DO THIS:
Each entry below is to be written out exactly, and the pictures are to be left out.
━━ ENTRIES SUPPLIED ━━
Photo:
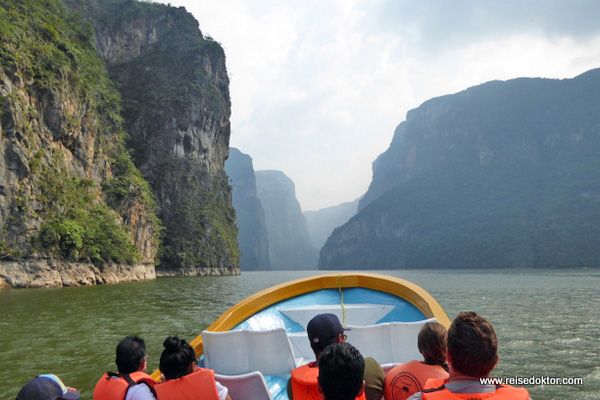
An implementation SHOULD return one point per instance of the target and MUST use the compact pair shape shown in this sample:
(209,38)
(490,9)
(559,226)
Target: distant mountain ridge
(253,239)
(504,174)
(290,246)
(321,223)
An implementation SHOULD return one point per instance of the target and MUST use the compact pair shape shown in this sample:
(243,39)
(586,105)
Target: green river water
(547,322)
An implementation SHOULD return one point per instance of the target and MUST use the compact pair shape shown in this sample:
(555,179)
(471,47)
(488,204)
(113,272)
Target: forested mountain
(290,246)
(252,237)
(505,174)
(74,207)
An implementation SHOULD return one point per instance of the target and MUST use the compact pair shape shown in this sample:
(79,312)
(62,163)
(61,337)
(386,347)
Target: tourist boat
(254,345)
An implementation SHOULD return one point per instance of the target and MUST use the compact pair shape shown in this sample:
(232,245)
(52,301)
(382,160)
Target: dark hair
(341,371)
(130,354)
(432,342)
(472,345)
(176,358)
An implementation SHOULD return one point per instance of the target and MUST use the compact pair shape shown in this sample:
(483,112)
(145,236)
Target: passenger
(406,379)
(47,387)
(472,354)
(323,330)
(341,371)
(183,380)
(131,383)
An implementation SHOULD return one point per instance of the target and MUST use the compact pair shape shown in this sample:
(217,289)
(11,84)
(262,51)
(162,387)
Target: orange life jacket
(114,386)
(199,385)
(305,383)
(406,379)
(502,392)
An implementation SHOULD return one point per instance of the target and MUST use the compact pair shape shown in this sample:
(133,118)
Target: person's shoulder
(140,391)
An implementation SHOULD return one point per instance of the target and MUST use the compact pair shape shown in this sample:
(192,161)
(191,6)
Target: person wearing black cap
(47,387)
(323,330)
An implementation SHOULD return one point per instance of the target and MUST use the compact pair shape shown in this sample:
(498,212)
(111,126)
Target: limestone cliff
(176,110)
(290,246)
(504,174)
(74,210)
(252,238)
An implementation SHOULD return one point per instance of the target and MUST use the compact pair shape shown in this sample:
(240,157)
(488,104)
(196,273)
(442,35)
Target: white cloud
(318,87)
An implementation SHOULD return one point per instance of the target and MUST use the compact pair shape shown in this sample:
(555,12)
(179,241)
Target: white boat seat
(247,386)
(388,343)
(241,352)
(301,346)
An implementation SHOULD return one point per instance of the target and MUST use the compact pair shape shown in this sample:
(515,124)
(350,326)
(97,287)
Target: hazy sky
(318,87)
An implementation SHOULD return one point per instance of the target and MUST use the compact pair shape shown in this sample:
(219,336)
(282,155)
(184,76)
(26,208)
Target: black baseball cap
(46,387)
(322,329)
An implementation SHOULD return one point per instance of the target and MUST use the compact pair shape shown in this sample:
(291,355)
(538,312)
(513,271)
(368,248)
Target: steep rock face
(176,108)
(322,222)
(69,194)
(252,238)
(289,243)
(504,174)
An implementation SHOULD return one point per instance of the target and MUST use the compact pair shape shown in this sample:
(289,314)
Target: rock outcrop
(321,223)
(252,238)
(70,197)
(176,110)
(505,174)
(290,246)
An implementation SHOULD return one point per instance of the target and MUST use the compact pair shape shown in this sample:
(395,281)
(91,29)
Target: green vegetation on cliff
(62,116)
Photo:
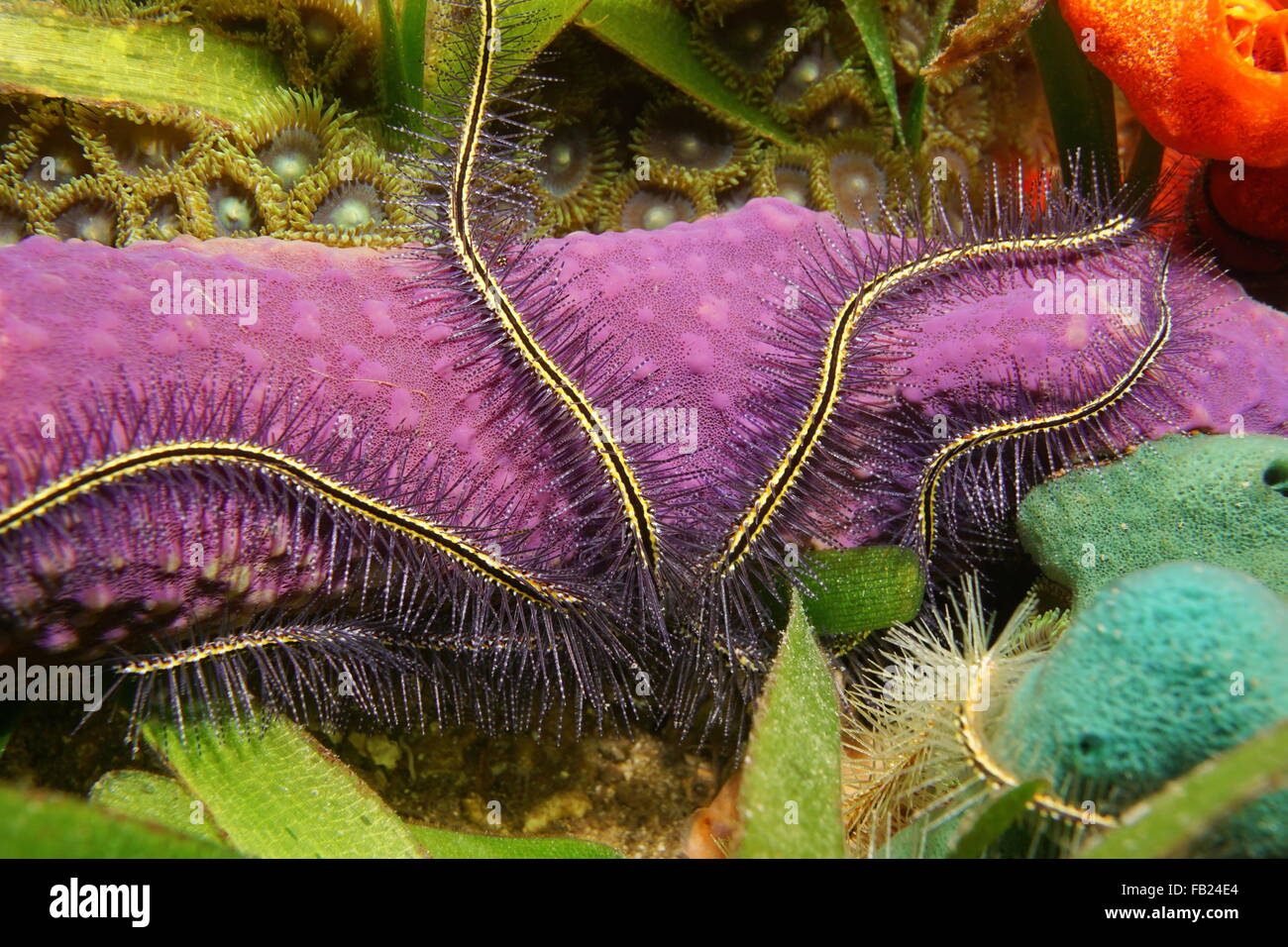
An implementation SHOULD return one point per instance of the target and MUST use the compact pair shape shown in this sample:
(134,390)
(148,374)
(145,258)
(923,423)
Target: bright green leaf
(281,793)
(442,843)
(48,825)
(791,785)
(996,818)
(50,52)
(912,120)
(1173,817)
(657,35)
(876,39)
(154,797)
(1081,101)
(853,591)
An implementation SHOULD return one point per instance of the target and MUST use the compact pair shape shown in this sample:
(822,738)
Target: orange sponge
(1206,76)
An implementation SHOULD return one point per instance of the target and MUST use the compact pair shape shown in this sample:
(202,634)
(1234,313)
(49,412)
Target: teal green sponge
(1159,671)
(1215,499)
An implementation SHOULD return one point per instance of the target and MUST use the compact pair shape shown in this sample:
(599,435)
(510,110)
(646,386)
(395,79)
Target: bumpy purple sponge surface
(90,344)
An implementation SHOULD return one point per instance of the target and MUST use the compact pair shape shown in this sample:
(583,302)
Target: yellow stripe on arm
(130,463)
(932,474)
(473,262)
(836,359)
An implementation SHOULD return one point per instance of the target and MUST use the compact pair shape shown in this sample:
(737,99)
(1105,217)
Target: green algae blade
(442,843)
(1081,101)
(876,39)
(1168,821)
(410,64)
(915,112)
(658,37)
(1000,814)
(791,787)
(159,67)
(155,797)
(849,592)
(50,825)
(279,793)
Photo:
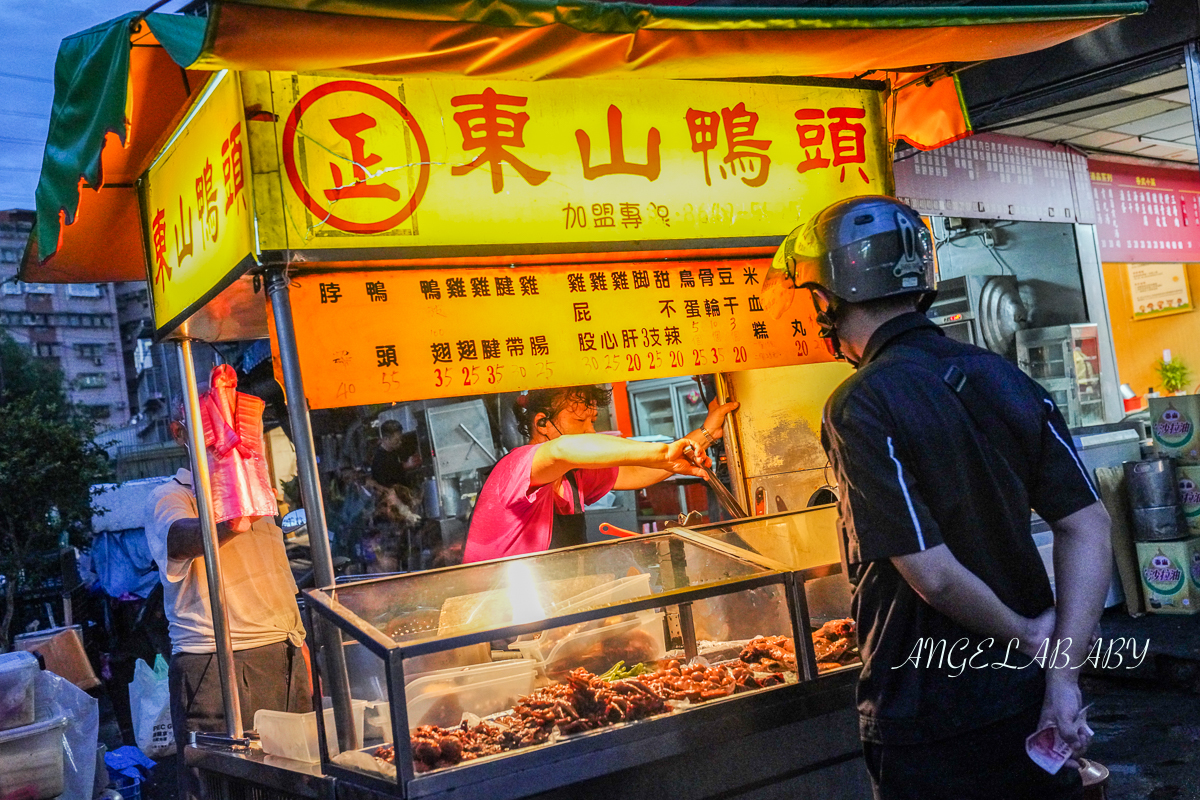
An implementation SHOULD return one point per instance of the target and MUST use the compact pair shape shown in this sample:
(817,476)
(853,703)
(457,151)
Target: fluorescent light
(1164,143)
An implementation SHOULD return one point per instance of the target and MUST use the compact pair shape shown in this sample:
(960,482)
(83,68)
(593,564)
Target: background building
(71,325)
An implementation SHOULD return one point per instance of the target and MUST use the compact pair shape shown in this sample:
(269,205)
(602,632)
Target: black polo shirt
(915,470)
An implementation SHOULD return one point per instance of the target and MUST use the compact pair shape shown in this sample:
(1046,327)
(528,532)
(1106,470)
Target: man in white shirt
(264,620)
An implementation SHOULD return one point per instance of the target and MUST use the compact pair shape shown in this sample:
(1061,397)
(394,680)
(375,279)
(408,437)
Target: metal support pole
(1192,67)
(733,445)
(202,485)
(336,678)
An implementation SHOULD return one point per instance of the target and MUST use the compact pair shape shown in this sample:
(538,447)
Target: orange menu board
(389,336)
━━━
SOLUTION TO THE PROBLEM:
Photo:
An implementation SHOULD return one point per instance of the target and MUST use the compact pair shape shown in this sample:
(209,38)
(490,9)
(559,226)
Target: distant mountain ridge
(253,239)
(504,174)
(290,246)
(321,223)
An implementation SHOULD return one point per instance of the target and MUST use the compact pair shape shown in this sample:
(243,39)
(586,105)
Target: green river water
(547,322)
An implementation SHOULD return one point per instance of the target and MUST use the compact pair shape shown in this sample:
(555,179)
(471,47)
(488,204)
(113,272)
Target: forested mountain
(290,246)
(252,237)
(505,174)
(74,207)
An implementation SHOULD return one point per instance of the target and MUST use the compact pair shape shown in this sample:
(79,312)
(62,163)
(61,337)
(386,347)
Target: tourist boat
(254,345)
An implementation SHOULD return one point per instance of the target and MUST use the compact pair shape shown in this sample:
(232,245)
(52,301)
(382,160)
Target: dark hair
(341,371)
(130,354)
(432,342)
(472,345)
(176,358)
An implementation SHOULD return one point per instance of the target and MUST use the compact pair shape shown in this sample:
(483,112)
(145,236)
Target: passenger
(406,379)
(47,387)
(472,354)
(323,330)
(341,371)
(183,380)
(131,383)
An implementation SHOULD return one point per instance of the target and MUST use the compact pair shape shown in this sample:
(217,289)
(11,84)
(262,51)
(162,387)
Target: orange life jacket
(114,386)
(199,385)
(305,383)
(406,379)
(502,392)
An implementation SHOULD return one point per instance of the target and MUST use the compact pair shape shown in this sample:
(133,118)
Target: person's shoulder
(140,391)
An implementation SHOULD return one point per instance of the target and MUST use the compact pair shape shown in this sample:
(192,161)
(191,6)
Target: person wearing black cap
(47,387)
(323,330)
An implementation SHOULD return one point per instance of the target and MUST use the compact pair shape shown in this sample:
(498,212)
(111,126)
Target: limestone cliff
(176,110)
(290,246)
(504,174)
(74,210)
(252,238)
An implementation SHOULD return one point per instance of the target and MUST use the compact pair shape shown in this sample:
(240,157)
(488,104)
(196,273)
(442,35)
Target: white cloud
(318,87)
An implementation SHOULD return one point per instance of the target and MUST use the compact pair shape shown in this sample:
(555,12)
(179,241)
Target: white boat seat
(247,386)
(388,343)
(241,352)
(301,346)
An implementation SHOULD return one point per instance of the target and MUST use the compact pair shape shown in this sample:
(515,124)
(350,326)
(97,287)
Target: hazy sky
(318,87)
An implementation SHOULD return one point per instance of the target and MUST use the compact pair shape shown in this sample:
(219,336)
(282,155)
(184,76)
(26,208)
Target: black baseball cap
(46,387)
(322,329)
An implementation SHOULD return one point per instance of the target and MUST use the compact pair shape shown in this sample:
(291,355)
(538,312)
(513,271)
(368,248)
Target: steep rock face
(176,108)
(322,222)
(69,194)
(252,238)
(289,243)
(504,174)
An implementation SHOULD return one point per instance of the target and MUST use the compact pair shape shown in this sample:
(289,314)
Target: rock outcrop
(321,223)
(252,238)
(70,197)
(176,110)
(505,174)
(290,246)
An implementation SHOULD return one point per instance of the target and MUST use the compact pair shape shown in this sample:
(395,281)
(91,29)
Target: green vegetation on cliff
(62,116)
Photo:
An implementation SHOULD return one point per instance of the target and MUST use the compact pair shape shown in this sample:
(134,390)
(148,374)
(145,258)
(923,423)
Target: bright green leaf
(281,793)
(442,843)
(48,825)
(791,785)
(996,818)
(50,52)
(912,120)
(1173,817)
(657,35)
(876,39)
(154,797)
(1081,101)
(853,591)
An implementation SHOULD return one point per instance of the target and MUST use the compact pair shape shown in this sample:
(822,738)
Target: orange sponge
(1206,76)
An implementation SHOULD return one point per instance of the target and MUST use the compact pair shape shown in this sample:
(202,634)
(1234,313)
(49,412)
Target: teal green sponge
(1159,671)
(1215,499)
An implementation SHOULD return one point per instance of the target and MUST use the compact pair shape shown in this sample:
(599,435)
(510,110)
(646,386)
(395,79)
Target: bumpy purple sponge surface
(90,344)
An implementation SHOULD return one point per instance of the target and MUST use the compact pair shape shown in this sample:
(583,302)
Target: yellow stripe on arm
(130,463)
(932,474)
(473,262)
(836,359)
An implementation SHOULD return one point per instance of the target and MUST use the compact pair shape shown in this sample:
(737,99)
(1105,217)
Target: green algae blade
(442,843)
(1081,101)
(876,39)
(1168,821)
(410,64)
(915,112)
(658,37)
(1000,814)
(791,787)
(159,67)
(155,797)
(849,592)
(50,825)
(279,793)
Photo:
An implementation SHOULD return one point per instance of the target and MUST use the compact pair shape shown in this sample:
(817,476)
(853,703)
(457,151)
Target: fluorescent light
(1164,143)
An implementation SHOULD return one point per instance of the target and MUST use the compact pair shape shown in this sample:
(960,482)
(83,68)
(593,564)
Target: background building
(71,325)
An implementation SHOULD return one point per instance of the target and MUST use the compact pair shape shown in this sample:
(269,205)
(602,632)
Target: black polo shirt
(915,470)
An implementation SHOULD return one point per instance of the target and MUST use the compact pair shape shown in this sample:
(1046,327)
(528,532)
(1106,470)
Target: man in white shirt
(264,620)
An implementation SHOULD return one point per instance of the target and MUST use the compact pair shape shown in this sample:
(1061,397)
(394,680)
(375,279)
(408,437)
Target: metal support pole
(1192,67)
(733,445)
(202,485)
(336,678)
An implementation SHOULD return one point per instance of the target and MUST use the compact pair shape shown in this sample:
(538,447)
Target: orange menu board
(389,336)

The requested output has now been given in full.